> [Exercise prompt]: Rewrite the lines below, replacing "I'm looking for" with "I need to find" everywhere it occurs and keeping everything else unchanged.

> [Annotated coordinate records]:

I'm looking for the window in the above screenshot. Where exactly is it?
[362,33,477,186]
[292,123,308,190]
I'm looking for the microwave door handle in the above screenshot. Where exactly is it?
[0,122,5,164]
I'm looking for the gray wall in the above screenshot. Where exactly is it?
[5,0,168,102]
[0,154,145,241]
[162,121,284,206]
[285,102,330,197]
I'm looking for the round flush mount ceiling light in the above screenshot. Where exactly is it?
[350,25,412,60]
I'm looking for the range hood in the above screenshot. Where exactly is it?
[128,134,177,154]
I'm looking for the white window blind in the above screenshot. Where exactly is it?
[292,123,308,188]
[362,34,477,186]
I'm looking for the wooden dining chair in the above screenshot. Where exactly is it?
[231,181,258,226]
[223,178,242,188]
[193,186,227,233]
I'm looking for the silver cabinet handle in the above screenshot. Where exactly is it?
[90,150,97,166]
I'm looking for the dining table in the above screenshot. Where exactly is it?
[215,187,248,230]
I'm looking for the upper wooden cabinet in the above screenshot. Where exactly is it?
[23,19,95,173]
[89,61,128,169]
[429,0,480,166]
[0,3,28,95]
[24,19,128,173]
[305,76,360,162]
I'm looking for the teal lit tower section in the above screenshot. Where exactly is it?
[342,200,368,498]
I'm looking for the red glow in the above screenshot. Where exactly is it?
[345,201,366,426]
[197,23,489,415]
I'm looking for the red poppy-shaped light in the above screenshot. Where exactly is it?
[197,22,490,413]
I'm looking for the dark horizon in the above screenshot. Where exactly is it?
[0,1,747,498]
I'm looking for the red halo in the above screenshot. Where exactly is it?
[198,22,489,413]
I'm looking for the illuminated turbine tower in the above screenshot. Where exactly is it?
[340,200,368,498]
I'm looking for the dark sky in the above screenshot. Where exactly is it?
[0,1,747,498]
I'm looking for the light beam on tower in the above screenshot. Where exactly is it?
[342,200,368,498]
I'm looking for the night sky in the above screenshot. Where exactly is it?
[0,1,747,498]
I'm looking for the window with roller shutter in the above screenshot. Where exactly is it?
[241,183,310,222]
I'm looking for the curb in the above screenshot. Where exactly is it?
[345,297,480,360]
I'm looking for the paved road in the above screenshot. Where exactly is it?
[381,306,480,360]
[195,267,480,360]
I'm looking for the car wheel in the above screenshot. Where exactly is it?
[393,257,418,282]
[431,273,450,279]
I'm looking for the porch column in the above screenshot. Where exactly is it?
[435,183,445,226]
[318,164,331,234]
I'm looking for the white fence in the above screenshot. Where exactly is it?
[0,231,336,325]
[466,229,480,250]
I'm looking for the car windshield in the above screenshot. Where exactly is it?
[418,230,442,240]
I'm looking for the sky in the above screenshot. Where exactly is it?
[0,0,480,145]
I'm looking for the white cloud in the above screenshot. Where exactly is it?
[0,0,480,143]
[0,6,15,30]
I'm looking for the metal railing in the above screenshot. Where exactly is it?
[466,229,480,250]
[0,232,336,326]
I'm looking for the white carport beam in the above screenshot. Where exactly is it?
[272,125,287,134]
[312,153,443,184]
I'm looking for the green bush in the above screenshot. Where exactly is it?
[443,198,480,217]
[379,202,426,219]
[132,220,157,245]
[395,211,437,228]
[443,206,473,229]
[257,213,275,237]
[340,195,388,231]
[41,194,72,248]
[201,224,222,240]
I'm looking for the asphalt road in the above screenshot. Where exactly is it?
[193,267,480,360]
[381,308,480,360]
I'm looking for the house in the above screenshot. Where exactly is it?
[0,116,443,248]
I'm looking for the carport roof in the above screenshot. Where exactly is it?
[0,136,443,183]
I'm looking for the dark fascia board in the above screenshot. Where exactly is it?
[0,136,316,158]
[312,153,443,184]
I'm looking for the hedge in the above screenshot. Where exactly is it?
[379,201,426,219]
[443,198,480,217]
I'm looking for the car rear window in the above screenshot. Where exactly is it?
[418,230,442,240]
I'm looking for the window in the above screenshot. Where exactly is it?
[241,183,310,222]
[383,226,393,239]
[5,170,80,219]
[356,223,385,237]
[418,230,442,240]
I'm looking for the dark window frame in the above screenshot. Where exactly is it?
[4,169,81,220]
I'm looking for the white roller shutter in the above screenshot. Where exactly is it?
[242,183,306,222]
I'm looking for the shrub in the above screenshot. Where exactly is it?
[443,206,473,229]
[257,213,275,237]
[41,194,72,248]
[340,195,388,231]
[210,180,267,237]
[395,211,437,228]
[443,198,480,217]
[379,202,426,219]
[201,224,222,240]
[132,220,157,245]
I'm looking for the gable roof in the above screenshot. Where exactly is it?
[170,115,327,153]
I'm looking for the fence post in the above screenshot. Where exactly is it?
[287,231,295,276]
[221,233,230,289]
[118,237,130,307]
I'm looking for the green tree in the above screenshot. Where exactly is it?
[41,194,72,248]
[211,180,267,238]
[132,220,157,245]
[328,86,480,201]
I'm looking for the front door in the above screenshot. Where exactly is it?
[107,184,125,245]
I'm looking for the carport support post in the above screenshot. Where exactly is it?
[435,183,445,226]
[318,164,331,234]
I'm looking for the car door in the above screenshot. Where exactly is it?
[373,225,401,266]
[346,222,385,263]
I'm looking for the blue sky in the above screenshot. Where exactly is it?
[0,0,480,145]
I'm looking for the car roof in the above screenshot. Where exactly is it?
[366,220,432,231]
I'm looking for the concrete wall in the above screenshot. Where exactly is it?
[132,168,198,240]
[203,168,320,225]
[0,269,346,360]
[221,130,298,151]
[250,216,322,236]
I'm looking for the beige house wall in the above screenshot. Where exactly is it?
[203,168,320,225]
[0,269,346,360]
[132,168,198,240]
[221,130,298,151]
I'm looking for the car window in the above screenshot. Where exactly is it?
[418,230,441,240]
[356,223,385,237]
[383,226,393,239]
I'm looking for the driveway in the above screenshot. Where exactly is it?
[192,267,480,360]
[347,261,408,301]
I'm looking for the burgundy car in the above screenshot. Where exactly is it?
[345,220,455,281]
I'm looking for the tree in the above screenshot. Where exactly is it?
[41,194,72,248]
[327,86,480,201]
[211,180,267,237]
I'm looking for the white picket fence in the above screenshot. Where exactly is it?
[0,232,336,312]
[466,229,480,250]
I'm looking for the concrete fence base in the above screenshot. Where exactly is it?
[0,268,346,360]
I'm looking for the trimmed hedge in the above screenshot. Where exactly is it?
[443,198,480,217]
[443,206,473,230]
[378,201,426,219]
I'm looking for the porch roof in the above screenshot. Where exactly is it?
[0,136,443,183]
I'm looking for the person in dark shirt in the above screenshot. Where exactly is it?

> [Finished task]:
I need to find the window in the above screenshot. Where exactly is it?
[362,33,477,186]
[292,123,308,190]
I need to find the microwave door handle in the above screenshot. Where exactly is it?
[0,122,5,164]
I need to find the gray wall in the above screenshot. Where exactly is it?
[5,0,168,102]
[0,154,145,241]
[162,121,284,206]
[285,102,330,197]
I need to find the round flush mount ceiling light in the above screenshot. Where exactly is it?
[350,25,412,60]
I need to find the range hood in the above screenshot. Where exactly is it?
[128,134,177,154]
I need to find the white window blind in the above screenshot. Where exactly is it?
[292,123,308,188]
[362,34,477,186]
I need to find the wooden dining chair in the above screenshot. Where exactly is it?
[231,181,258,226]
[223,178,242,188]
[193,186,227,233]
I need to find the silver cabinet handle in the above screenshot. Where exactly is it?
[90,150,97,166]
I need to find the dining table in the above screenshot. Where exactly is it?
[215,187,248,230]
I need to find the upper wooden cabinet in the above screenshot. Where exactly is it?
[23,19,95,173]
[89,61,128,169]
[429,0,480,166]
[0,3,28,95]
[24,19,128,173]
[305,76,360,162]
I need to find the teal lit tower section in the above screenshot. Where exactly is it?
[342,200,368,498]
I need to find the red glow in the above screenshot. Where exactly is it?
[345,201,366,426]
[197,23,489,415]
I need to find the red poppy-shaped light in the above screenshot. Where exactly is it?
[197,22,490,413]
I need to find the dark horizon in the above screenshot. Where exactly is it?
[0,1,747,498]
I need to find the red halo in the above screenshot. Where exactly is it?
[198,22,489,413]
I need to find the illuminated turbine tower in the above screenshot. Where exactly is it?
[340,200,368,498]
I need to find the dark sky in the above screenshot. Where exactly is it?
[0,1,747,498]
I need to find the light beam on tower in the above screenshot. Where exactly is it?
[342,200,368,498]
I need to find the night sky in the above screenshot. Where exactly is it?
[0,1,747,498]
I need to find the window with roller shutter in the above screenshot. Where exactly is it?
[241,183,310,222]
I need to find the curb in the above screenshot. Where exactly is it?
[345,297,480,360]
I need to find the paved road in the above screenshot. Where exactly is it?
[381,306,480,360]
[195,267,480,360]
I need to find the car wheel in the above screenshot. Where exactly is it?
[393,257,418,282]
[431,273,450,279]
I need to find the porch column in the above screenshot. Where exactly is it?
[435,183,445,226]
[318,164,331,234]
I need to find the white fence in the above screenshot. Where exactly is it?
[0,231,336,325]
[466,229,480,250]
I need to find the car windshield in the above screenshot. Where exactly is it?
[418,230,442,240]
I need to find the sky in the above screenshot. Where exactly is it?
[0,0,480,145]
I need to find the white cloud in the above screenshot. Where exactly is it?
[0,0,480,143]
[0,6,15,30]
I need to find the metal railing in the above screenshot. Where exactly is it?
[466,229,480,250]
[0,232,336,326]
I need to find the white carport beam in the above screenshot. Where exactly is it?
[272,125,287,134]
[312,153,443,184]
I need to find the green bush in the above screenshot. Where exactly is it?
[443,198,480,217]
[379,202,426,219]
[132,220,157,245]
[395,211,437,228]
[443,206,473,229]
[257,213,275,237]
[340,195,388,231]
[41,194,72,248]
[201,224,222,240]
I need to find the asphalt road in the above screenshot. Where exactly is it?
[193,267,480,360]
[381,308,480,360]
I need to find the house in the above screenshot. Where exactly is it?
[0,116,443,248]
I need to find the carport roof in the above screenshot. Where exactly is it?
[0,136,443,183]
I need to find the dark fascia board in the above screenshot. Where exactly is it?
[0,136,316,158]
[312,153,443,184]
I need to find the hedge in the above screenshot. Where exactly is it?
[379,201,426,219]
[443,198,480,217]
I need to find the car rear window in the above screenshot. Where exactly is it?
[418,230,442,240]
I need to find the window in the above screenshot. Where exactly is it?
[241,183,310,222]
[383,226,393,239]
[5,170,80,219]
[356,223,385,237]
[418,230,442,240]
I need to find the dark window frame in the above screenshot. Where exactly is it?
[4,169,81,220]
I need to find the white roller shutter in the above screenshot. Where exactly is it?
[242,183,306,222]
I need to find the shrub in the above screenshot. Where exactly is it?
[443,206,473,229]
[257,213,275,237]
[41,194,72,248]
[340,195,388,231]
[210,180,267,237]
[395,211,437,228]
[443,198,480,217]
[379,202,426,219]
[201,224,222,240]
[132,220,157,245]
I need to find the gable roof in the above screenshot. Where exactly is it?
[170,115,327,153]
I need to find the fence post in the above screenshot. Where exactly is it?
[287,231,295,276]
[221,233,230,289]
[118,237,130,307]
I need to find the green tree in the above screenshot. Where exactly is it?
[41,194,72,248]
[211,180,267,238]
[132,220,157,245]
[328,86,480,201]
I need to find the front door in the above screenshot. Where exactly is it?
[107,184,125,245]
I need to find the carport support post in the above screenshot. Where exactly is it?
[435,183,445,226]
[318,164,331,234]
I need to find the car door in the above screenshot. Where exactly is it?
[373,225,401,266]
[346,222,385,263]
I need to find the blue sky in the above screenshot. Where exactly is it?
[0,0,480,145]
I need to find the car roof in the above screenshot. Where exactly is it?
[366,220,432,231]
I need to find the concrete wall in the above screenshot. Where exactly is it?
[132,168,198,240]
[203,168,320,225]
[0,269,346,360]
[221,130,298,151]
[250,216,322,236]
I need to find the beige house wall in the above screenshot. Where exactly is it?
[203,168,320,225]
[0,269,346,360]
[132,168,198,240]
[221,130,298,151]
I need to find the car window in the above screenshot. Where exactly is it?
[418,230,441,240]
[356,223,385,237]
[383,226,393,239]
I need to find the driveway in the above screenshot. Where exactly is it?
[192,267,480,360]
[347,261,408,301]
I need to find the burgundy car in the above screenshot. Where exactly is it?
[345,220,455,281]
I need to find the tree in the above screenshot. Where exactly is it?
[41,194,72,248]
[327,86,480,201]
[211,180,267,237]
I need to find the white picket fence in the above screenshot. Where exactly is it?
[0,232,336,312]
[466,229,480,250]
I need to find the concrete fence base in the above screenshot. Where exactly is it?
[0,268,346,360]
I need to find the trimmed hedge in the above screenshot. Where exactly is it?
[443,198,480,217]
[443,206,473,230]
[378,201,426,219]
I need to find the porch roof in the above screenshot. Where exactly is it?
[0,136,443,183]
I need to find the person in dark shirt in the above screenshot. Where exactly is it?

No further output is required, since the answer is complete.